>>>>>

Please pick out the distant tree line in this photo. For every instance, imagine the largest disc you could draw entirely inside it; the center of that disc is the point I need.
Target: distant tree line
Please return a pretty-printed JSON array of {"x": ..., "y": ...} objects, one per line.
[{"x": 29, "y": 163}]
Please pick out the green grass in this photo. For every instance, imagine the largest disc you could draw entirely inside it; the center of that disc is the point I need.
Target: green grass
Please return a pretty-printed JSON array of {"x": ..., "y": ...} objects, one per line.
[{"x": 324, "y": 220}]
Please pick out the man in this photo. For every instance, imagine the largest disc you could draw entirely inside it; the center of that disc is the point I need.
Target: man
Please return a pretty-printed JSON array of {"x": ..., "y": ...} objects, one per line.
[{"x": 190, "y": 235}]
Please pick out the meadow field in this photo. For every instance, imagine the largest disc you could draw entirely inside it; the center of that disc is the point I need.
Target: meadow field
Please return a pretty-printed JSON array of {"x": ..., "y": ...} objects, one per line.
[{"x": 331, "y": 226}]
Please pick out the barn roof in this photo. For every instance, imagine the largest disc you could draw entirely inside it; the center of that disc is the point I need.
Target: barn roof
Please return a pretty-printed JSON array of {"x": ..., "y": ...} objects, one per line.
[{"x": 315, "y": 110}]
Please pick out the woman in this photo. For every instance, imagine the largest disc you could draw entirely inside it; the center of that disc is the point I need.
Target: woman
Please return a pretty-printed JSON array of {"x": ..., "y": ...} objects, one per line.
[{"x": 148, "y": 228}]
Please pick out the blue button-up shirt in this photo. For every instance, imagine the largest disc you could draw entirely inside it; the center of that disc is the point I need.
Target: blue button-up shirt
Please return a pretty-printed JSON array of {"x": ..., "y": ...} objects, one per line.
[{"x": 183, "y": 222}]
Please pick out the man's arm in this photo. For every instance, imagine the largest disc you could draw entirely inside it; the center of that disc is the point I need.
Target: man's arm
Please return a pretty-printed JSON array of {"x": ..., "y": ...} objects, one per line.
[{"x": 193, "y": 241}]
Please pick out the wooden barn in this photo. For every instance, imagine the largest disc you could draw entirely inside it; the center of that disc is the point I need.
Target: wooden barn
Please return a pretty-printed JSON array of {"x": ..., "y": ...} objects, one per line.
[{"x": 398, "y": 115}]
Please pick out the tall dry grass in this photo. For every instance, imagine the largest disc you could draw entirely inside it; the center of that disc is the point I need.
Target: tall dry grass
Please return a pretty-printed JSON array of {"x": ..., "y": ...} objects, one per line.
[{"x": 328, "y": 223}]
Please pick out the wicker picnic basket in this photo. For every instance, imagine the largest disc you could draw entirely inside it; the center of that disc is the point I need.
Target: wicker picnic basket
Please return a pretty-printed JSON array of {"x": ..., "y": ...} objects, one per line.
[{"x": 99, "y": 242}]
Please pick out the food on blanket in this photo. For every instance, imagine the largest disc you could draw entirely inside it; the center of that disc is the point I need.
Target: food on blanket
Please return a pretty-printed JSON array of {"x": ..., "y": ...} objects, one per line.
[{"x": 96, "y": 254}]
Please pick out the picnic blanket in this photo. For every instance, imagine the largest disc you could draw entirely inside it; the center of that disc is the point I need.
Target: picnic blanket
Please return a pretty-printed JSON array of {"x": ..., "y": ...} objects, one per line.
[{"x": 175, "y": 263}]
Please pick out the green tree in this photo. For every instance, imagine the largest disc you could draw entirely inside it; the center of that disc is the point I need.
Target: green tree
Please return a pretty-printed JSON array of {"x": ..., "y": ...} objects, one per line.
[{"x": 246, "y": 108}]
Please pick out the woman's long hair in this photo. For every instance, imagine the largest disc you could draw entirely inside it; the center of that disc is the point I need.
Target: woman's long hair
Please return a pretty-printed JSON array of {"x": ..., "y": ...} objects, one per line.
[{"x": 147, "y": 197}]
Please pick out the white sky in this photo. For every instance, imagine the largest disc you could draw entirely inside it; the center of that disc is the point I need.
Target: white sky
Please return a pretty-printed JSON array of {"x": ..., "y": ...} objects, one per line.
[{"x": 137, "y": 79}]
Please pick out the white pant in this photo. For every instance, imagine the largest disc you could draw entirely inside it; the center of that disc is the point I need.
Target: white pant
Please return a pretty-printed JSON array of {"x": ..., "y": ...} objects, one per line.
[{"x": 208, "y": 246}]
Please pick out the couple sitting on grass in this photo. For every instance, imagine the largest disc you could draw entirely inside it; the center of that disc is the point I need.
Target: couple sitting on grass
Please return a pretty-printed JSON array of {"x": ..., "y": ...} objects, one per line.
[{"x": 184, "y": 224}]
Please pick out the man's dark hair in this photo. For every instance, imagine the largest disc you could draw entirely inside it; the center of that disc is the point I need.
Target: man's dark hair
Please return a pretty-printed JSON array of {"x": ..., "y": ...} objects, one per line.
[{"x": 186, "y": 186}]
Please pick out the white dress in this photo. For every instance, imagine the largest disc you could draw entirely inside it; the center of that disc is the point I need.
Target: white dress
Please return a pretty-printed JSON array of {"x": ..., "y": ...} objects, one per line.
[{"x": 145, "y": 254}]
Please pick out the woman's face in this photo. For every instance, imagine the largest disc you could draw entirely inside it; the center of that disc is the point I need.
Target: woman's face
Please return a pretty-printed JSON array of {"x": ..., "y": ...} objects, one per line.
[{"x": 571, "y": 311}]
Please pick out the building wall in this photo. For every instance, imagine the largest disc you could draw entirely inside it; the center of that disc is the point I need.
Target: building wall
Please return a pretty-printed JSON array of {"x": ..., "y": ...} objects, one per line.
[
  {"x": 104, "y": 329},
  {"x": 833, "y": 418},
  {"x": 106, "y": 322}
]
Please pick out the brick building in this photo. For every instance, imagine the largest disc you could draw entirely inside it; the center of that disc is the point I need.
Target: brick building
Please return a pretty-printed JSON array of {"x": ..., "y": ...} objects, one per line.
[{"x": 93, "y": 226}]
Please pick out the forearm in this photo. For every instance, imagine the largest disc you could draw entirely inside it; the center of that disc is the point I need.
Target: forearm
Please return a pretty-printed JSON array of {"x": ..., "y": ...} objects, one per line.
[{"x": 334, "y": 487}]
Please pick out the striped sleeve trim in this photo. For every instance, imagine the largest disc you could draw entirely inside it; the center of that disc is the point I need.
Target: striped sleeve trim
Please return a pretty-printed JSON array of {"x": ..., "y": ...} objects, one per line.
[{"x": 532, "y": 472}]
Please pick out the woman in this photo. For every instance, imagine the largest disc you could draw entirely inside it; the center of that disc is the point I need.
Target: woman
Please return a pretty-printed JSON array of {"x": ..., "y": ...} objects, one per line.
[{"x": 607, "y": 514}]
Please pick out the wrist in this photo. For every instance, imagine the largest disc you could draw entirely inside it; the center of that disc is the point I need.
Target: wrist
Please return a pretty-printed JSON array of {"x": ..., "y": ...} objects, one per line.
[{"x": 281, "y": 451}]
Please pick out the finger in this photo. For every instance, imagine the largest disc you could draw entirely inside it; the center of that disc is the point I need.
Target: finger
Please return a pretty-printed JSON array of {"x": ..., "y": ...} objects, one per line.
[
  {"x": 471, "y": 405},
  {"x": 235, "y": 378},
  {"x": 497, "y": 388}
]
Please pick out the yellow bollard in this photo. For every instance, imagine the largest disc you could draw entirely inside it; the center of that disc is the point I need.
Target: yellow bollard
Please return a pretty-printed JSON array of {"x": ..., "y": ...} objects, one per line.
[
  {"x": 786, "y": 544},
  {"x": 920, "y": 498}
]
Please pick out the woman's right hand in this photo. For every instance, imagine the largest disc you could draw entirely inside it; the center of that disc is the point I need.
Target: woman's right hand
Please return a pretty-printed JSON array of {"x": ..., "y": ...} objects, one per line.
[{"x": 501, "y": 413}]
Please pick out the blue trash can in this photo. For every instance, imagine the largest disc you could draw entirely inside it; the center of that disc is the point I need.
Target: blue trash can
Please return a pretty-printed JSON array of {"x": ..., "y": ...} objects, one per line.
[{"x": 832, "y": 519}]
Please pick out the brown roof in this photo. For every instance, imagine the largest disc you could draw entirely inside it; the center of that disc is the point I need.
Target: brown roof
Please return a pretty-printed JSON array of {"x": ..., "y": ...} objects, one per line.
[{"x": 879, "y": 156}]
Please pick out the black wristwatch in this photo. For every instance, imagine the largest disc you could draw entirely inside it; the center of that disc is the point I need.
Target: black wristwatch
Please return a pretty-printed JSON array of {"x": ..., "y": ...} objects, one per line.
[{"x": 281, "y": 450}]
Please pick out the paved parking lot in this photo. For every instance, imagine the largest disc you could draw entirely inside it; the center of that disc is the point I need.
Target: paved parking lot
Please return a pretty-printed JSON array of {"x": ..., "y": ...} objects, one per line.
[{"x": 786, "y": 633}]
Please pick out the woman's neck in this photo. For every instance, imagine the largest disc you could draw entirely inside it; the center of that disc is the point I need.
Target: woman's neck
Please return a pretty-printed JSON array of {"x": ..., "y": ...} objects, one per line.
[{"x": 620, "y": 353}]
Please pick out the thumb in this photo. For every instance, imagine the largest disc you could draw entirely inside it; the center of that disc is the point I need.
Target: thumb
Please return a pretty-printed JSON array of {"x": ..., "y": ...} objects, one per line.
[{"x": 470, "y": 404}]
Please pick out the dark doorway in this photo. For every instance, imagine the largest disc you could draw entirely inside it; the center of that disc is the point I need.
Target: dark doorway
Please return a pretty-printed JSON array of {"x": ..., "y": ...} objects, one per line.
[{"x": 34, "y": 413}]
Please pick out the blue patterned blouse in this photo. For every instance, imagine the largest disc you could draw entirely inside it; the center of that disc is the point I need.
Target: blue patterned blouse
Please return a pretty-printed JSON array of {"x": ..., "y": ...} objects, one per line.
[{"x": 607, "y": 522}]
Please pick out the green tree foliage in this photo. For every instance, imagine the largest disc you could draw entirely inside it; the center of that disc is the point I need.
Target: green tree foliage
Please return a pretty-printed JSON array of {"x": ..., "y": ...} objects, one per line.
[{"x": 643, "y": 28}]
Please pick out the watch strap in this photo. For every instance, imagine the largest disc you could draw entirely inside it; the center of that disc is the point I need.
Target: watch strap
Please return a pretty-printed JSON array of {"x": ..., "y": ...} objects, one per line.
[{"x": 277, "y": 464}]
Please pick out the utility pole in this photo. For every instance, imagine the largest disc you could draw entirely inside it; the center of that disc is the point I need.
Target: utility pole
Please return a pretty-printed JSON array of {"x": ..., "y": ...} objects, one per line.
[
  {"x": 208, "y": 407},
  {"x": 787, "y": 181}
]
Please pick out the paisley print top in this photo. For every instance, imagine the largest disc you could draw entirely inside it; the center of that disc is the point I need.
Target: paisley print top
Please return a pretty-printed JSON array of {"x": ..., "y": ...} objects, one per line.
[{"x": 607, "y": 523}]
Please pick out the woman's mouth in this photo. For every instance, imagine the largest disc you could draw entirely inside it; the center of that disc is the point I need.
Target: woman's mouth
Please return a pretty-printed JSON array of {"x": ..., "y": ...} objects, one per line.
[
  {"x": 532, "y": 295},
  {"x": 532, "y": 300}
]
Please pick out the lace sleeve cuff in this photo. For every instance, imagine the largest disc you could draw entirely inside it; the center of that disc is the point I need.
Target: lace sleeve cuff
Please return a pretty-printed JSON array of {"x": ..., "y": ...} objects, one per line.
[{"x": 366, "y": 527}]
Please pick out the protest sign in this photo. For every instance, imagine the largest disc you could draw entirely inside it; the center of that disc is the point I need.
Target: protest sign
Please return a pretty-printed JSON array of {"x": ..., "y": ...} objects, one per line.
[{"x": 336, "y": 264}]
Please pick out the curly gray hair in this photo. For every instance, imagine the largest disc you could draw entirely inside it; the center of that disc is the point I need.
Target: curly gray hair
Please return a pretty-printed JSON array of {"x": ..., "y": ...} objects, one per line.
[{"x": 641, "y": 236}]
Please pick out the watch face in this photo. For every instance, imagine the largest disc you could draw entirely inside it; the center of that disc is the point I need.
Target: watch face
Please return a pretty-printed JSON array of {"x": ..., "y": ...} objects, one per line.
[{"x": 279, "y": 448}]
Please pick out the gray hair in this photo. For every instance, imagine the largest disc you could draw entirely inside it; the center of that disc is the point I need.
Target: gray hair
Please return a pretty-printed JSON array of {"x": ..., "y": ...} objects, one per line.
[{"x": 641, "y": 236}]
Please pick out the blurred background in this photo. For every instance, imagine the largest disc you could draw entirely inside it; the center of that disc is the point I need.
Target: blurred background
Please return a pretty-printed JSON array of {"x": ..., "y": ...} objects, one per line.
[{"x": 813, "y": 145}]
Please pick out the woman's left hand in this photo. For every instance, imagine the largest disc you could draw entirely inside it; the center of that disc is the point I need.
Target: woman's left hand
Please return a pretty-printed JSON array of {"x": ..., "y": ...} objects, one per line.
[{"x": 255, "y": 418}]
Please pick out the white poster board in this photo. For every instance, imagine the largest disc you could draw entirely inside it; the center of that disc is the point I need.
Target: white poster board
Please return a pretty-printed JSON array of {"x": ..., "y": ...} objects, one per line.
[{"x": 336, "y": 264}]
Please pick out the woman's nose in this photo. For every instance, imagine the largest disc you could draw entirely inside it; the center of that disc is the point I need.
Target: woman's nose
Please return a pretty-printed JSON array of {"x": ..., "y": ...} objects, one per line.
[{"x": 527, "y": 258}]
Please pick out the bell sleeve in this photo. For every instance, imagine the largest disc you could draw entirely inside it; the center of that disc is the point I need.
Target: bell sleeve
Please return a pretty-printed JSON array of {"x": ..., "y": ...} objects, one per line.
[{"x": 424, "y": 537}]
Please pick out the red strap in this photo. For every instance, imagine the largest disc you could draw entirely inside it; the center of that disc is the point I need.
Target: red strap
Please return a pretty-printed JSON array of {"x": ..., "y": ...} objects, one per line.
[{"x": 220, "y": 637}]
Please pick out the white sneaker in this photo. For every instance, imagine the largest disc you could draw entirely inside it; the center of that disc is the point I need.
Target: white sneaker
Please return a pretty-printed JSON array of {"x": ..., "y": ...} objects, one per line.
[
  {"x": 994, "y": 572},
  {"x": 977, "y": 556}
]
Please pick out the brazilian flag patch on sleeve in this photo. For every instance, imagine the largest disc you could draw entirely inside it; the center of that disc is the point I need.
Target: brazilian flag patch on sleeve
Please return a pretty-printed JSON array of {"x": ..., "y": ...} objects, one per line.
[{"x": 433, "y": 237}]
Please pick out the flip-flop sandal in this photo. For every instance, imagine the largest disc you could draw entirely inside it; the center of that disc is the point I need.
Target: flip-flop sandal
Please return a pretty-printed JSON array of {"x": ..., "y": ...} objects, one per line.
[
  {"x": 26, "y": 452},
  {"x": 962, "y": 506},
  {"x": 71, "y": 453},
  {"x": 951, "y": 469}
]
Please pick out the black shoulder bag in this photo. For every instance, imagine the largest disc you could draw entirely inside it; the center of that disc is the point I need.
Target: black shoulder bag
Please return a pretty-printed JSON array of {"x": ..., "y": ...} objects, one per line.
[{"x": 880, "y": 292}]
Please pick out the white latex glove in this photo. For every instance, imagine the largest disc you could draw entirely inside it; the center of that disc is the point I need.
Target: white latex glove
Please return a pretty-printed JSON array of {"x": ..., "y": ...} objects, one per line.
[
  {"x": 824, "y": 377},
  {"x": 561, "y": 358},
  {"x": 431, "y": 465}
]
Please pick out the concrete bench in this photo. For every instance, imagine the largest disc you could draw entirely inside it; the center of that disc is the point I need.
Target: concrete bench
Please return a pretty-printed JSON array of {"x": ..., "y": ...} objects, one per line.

<<<<<

### EXERCISE
Only those lines running from the one containing "Please pick out the white latex" through the last line of the data above are to be copied, exactly, with both ends included.

### OUTPUT FOR THIS EXERCISE
Please pick out the white latex glove in this photo. For every instance, imagine the largest disc you could draw entirely inside it; the center of that disc is the point I need.
Target: white latex glove
Please return a pretty-printed JSON array of {"x": ..., "y": ...} objects, one per line.
[
  {"x": 824, "y": 377},
  {"x": 561, "y": 358},
  {"x": 431, "y": 465}
]
Please pick out the concrete bench in this photo. For every instance, imagine the largest disc you could draw entirely inside it; the center of that disc is the point I need.
Target: concrete bench
Please return a pretty-printed JSON array of {"x": ..., "y": ...} objects, one per line.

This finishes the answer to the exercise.